## Set task
Please pick out and copy each line in the material below that contains the string "cloud". Case counts.

## Information shown
--*--

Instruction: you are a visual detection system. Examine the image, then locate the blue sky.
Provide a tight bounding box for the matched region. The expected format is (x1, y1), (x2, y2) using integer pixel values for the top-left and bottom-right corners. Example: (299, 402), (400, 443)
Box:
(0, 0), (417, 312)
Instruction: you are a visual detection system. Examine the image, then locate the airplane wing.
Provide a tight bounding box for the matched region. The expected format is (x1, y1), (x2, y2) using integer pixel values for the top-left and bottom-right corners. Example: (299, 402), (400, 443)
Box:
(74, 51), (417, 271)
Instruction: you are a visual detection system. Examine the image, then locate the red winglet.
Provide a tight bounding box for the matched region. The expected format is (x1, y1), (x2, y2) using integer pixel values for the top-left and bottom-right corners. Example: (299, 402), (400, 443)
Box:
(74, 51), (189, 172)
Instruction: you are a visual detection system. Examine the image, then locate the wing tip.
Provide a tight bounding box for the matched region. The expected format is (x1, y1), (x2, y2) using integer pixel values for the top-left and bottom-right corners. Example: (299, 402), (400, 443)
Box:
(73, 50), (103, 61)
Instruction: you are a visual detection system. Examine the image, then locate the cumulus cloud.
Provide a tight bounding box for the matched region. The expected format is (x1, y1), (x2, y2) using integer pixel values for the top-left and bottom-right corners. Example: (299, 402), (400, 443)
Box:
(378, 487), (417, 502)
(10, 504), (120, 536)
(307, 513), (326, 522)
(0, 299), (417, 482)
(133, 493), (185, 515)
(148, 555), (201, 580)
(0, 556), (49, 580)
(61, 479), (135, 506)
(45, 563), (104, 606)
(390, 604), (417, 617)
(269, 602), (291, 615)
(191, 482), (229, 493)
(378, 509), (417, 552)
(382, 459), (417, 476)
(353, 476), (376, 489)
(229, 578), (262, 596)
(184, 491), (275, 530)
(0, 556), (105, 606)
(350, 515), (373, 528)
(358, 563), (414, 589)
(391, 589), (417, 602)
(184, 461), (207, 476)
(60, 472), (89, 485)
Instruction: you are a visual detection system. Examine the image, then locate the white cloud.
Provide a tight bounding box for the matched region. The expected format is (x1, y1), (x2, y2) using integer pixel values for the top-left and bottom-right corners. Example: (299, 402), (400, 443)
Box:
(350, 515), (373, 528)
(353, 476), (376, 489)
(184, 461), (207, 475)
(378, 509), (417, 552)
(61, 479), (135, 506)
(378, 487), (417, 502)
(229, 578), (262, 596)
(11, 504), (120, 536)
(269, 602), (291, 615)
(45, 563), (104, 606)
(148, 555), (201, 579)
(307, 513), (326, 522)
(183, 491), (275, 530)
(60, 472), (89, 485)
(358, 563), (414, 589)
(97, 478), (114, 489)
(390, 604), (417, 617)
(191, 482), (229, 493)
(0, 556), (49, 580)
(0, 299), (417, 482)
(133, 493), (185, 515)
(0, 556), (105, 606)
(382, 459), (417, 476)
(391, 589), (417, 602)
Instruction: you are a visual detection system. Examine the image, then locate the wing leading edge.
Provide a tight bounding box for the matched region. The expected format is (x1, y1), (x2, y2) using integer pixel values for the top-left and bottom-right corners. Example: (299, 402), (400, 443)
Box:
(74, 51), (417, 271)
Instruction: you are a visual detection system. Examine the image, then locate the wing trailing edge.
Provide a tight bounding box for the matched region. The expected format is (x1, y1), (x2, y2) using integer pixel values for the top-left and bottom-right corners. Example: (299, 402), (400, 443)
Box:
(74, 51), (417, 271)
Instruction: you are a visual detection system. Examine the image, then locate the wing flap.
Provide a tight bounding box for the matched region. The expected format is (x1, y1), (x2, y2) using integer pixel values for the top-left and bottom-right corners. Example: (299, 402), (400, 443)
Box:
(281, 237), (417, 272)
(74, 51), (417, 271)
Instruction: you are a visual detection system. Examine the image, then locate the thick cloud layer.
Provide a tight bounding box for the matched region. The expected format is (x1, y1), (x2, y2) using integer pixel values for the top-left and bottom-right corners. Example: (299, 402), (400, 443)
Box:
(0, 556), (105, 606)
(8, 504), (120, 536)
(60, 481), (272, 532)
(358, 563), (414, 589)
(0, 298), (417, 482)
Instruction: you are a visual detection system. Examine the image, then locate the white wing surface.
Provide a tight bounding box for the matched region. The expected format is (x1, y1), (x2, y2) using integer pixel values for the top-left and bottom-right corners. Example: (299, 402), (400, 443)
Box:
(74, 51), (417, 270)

--*--

## Task output
Instruction: you are a visual detection system. Examine the image, then locate the cumulus cloud.
Instruction: you are a visual detection system. Examine the image, then locate the white cloud.
Instruction: you are a visual detection system. Examine the image, then locate the thick cloud layer.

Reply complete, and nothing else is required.